**EXTRACTED DATA:**

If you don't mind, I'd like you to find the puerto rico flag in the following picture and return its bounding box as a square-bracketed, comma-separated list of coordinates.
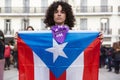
[18, 31, 101, 80]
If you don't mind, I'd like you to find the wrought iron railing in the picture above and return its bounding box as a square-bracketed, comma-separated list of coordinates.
[0, 7, 48, 13]
[0, 6, 113, 14]
[74, 6, 113, 13]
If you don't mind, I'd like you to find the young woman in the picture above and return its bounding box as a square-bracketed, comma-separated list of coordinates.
[44, 1, 103, 43]
[44, 1, 75, 30]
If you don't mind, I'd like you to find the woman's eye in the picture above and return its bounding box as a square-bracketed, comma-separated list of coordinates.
[54, 11, 58, 13]
[61, 11, 65, 13]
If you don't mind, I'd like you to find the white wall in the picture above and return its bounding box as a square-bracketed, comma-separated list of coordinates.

**YOUR OBJECTIVE:** Reproduce the material above in full and without alteration, but skip all pictures.

**RESULT:**
If you don't mind, I'd like you to find the puerto rico flag in the following picture and return its bounding box as a square-bracketed, comma-separated list of coordinates.
[18, 31, 101, 80]
If you don't mind, I'd like you to find the wrought iron railing in the picture above and return its bounding box as a square-bracketed, comma-separated list of coordinates.
[0, 7, 48, 13]
[0, 6, 113, 14]
[74, 6, 113, 13]
If you don't mind, I'd like you to find the young woman in the picture above and return its bounding box as a square-bracketed, comma-separated list of coordinates.
[44, 1, 103, 43]
[44, 1, 75, 30]
If you don't mind, I'd like you to find the woman's eye in the picture above and return its bounding box as a square-bracketed, comma-separated list of coordinates.
[54, 11, 58, 13]
[61, 11, 65, 13]
If you don't mind, I'd like you to find the white wall in the picture above and return its bounding box as a square-bracketed, comma-separated list of coordinates.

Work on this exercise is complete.